Selected passage —

____________

# Dummy brake lever - how, duh?



## Ohm_S.Ohm (Aug 21, 2004)

What is a good method of immobilizing the rear brake lever so that it doesn't flop around and vibrate when I ride? I've grown kinda fond of my drop bars - but still use my hoods as hand holds most of the time. Aside from permanently altering the rear lever, ie. welding or gluing, what works best? Thanks for sharing yer RBR ingenuity!


----------



## ukiahb (Jan 26, 2003)

*use a short length of brake cable.....*

connected to the lever, tension it, and clamp the end under the lever's handlebar clamp (read that this works well somewhere, maybe here??)






Ohm_S.Ohm said:


> What is a good method of immobilizing the rear brake lever so that it doesn't flop around and vibrate when I ride? I've grown kinda fond of my drop bars - but still use my hoods as hand holds most of the time. Aside from permanently altering the rear lever, ie. welding or gluing, what works best? Thanks for sharing yer RBR ingenuity!


----------



## Veni Vidi Vici (Feb 10, 2004)

*If it's campy........*



Ohm_S.Ohm said:


> What is a good method of immobilizing the rear brake lever so that it doesn't flop around and vibrate when I ride? I've grown kinda fond of my drop bars - but still use my hoods as hand holds most of the time. Aside from permanently altering the rear lever, ie. welding or gluing, what works best? Thanks for sharing yer RBR ingenuity!



I too did the brake cable thing the first time around but, when I changed out
the bars I used a derailleur spring from the 80's or so and a small piece
of a allen wrench. Both worked like it was made to do so. Very neat and
clean and you can pull on the brake lever just like if it's hooked up.

If you need, I think I can hook you up w/the spring at a very fair price of N/C.
Just let me know.  

Edit: Here are a couple of pics for you.
One w/the handle in the normal position and one to show you the spring inside.
The spring hooks onto the brake handle in the front and runs through the brake hood
and hooks onto the cut piece of allen wrench in the rear of the hood, as I said before
it works great w/no rattling even on the rough roads. Real sweet I tell ya!


Veni Vidi Vici.


----------



## jfd141 (Jun 25, 2002)

*not the cleanest or fastest way*

you can just take a hacksaw and cut the lever off where it meets the hood.. I did this and it took forever and i had a sharp edge that i needed to file down. maybe not the best solution but one nonetheless


----------



## Spinfinity (Feb 3, 2004)

*I did that also.*

I have enough old levers around to be cavalier about trashing one. The primitive look is fine with my old Scott aero bars.


----------



## Headphones (Feb 15, 2005)

I just folded up some paper and stuffed it inside. no more noise or rattling. and it took about 30 seconds.


----------



## Kram (Jan 28, 2004)

____________

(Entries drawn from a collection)
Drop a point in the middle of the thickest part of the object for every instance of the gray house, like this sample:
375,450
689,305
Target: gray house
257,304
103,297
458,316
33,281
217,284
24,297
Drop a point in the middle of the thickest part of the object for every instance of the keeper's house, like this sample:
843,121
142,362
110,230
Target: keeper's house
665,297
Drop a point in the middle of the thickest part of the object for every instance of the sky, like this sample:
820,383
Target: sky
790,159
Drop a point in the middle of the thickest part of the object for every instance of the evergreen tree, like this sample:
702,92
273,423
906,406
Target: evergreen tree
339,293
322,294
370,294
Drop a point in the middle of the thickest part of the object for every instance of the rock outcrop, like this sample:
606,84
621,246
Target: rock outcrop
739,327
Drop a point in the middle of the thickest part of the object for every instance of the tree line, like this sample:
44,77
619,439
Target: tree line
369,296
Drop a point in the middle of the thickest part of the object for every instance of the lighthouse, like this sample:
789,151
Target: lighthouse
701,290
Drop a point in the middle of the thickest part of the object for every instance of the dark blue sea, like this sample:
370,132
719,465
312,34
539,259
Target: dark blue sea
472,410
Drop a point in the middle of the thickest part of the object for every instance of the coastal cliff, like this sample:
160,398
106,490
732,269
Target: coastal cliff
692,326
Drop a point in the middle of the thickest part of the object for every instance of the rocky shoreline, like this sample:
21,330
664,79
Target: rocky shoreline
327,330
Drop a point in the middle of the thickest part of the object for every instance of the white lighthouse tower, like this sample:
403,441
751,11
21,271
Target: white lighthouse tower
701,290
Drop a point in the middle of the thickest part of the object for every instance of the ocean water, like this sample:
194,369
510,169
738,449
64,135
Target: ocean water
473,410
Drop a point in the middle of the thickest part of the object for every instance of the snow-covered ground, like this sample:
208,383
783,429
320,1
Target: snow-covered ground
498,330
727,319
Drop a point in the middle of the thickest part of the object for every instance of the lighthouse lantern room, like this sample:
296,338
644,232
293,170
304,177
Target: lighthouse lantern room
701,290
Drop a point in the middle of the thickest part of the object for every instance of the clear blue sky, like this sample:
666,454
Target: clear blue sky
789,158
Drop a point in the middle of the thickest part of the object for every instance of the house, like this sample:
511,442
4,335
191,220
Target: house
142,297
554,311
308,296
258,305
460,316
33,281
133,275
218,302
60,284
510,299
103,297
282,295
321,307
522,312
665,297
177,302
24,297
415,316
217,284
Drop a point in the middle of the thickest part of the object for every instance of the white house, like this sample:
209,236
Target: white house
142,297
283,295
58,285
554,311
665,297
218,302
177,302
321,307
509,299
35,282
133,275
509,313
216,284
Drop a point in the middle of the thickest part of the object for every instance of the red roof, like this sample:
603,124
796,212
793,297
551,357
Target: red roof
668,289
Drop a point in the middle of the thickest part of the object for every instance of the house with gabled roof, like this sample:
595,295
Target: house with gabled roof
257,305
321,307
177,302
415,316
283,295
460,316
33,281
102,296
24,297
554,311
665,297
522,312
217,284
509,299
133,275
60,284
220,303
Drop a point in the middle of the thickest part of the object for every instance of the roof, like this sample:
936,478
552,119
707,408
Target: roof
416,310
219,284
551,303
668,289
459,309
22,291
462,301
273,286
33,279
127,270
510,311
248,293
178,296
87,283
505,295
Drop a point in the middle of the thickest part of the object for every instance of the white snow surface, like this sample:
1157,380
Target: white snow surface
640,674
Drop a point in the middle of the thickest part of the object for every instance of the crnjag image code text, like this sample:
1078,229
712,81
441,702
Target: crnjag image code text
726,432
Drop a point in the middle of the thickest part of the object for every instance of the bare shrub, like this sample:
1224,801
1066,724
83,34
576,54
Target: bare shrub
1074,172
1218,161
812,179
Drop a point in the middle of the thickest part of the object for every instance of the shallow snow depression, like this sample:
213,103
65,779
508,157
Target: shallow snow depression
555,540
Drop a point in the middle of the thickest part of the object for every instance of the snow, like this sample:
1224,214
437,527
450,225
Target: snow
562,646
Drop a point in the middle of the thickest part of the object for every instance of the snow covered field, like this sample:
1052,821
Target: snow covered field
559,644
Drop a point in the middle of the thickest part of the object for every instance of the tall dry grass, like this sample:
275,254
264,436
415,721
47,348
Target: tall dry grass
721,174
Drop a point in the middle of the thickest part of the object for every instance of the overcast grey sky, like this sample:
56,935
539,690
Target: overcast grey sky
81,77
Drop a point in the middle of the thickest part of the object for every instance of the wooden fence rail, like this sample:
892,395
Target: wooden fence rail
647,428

____________

What this task involves —
Pick up the forum thread on immobilizing an unused rear brake lever and continue it after its last line. The listing comes from a separate source.

Answer to this exercise —
*What I did;*

I drilled a smal hole through the part of the lever where it hinges on the side. (Sorry-I'm at work-don't have a pic right now!) Then I took a small screw (sheet metal screw). Holds great and if you want to take it out and use the lever, no problem. Keep in mind, though, these were cheap old levers that I'm useing


----------



## darbo (Dec 9, 2002)

*my overkill solution*

I ride the MUTs here in Wash DC, and really need a bell to ding my way into the conciousness of the iPod hoards. So, sick of taking my hands off the hoods to ring the bell, and really sick of that flaccid brake lever, i bolted an old metal bell to the unused shifter braze-on. I used the headtube cable guide as a cable stop, and connected the end of the cable to the bell thumb ringer thing, and presto, the most kludgy overwrought bicycle bell ever devised. I just couldn't stand that flibbidy-floppy lever, and i really like riding hands-on-the-hoods.


----------



## jh_on_the_cape (Apr 14, 2004)

darbo said:


> I ride the MUTs here in Wash DC, and really need a bell to ding my way into the conciousness of the iPod hoards. So, sick of taking my hands off the hoods to ring the bell, and really sick of that flaccid brake lever, i bolted an old metal bell to the unused shifter braze-on. I used the headtube cable guide as a cable stop, and connected the end of the cable to the bell thumb ringer thing, and presto, the most kludgy overwrought bicycle bell ever devised. I just couldn't stand that flibbidy-floppy lever, and i really like riding hands-on-the-hoods.


that's awesome! do you have a pic? i have been unable to find a bell with a cable stop or some way to make it work. I really wanted to mount the bell on the bars where the cable exits the bar tape.
thanks!


----------



## darbo (Dec 9, 2002)

*here's a couple of pics...*



jh_on_the_cape said:


> that's awesome! do you have a pic? i have been unable to find a bell with a cable stop or some way to make it work. I really wanted to mount the bell on the bars where the cable exits the bar tape.
> thanks!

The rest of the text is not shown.